Rewrite the lines from the start of the records up to and including the line with "ring_rule: even-odd" as a numbered list, leaving out any blank lines.

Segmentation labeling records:
(begin)
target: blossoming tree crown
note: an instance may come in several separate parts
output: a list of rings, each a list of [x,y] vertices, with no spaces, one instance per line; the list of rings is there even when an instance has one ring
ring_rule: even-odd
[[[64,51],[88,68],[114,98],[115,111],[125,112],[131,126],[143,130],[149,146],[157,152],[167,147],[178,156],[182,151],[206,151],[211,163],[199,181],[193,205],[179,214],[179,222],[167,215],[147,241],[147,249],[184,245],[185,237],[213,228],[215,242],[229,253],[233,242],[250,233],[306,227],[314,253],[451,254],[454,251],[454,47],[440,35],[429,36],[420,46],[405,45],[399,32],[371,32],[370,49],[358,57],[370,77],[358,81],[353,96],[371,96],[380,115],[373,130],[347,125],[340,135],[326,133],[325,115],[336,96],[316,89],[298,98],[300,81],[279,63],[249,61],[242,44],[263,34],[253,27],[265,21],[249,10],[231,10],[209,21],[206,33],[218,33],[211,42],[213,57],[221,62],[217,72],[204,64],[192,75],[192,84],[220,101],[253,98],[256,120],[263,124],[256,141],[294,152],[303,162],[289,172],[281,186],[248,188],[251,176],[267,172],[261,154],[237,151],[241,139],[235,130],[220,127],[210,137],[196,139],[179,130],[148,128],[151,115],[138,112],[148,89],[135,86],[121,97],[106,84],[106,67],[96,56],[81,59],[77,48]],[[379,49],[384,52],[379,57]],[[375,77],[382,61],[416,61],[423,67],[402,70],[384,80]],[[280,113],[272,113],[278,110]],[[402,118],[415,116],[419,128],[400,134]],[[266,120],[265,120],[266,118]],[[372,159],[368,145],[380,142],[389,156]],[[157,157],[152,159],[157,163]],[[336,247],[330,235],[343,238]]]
(end)
EXPECTED ANSWER:
1. target: blossoming tree crown
2. note: an instance may come in several separate parts
3. output: a list of rings, each a list of [x,y] vertices, with no spaces, one instance per line; the list of rings is there even when an instance has one ring
4. ring_rule: even-odd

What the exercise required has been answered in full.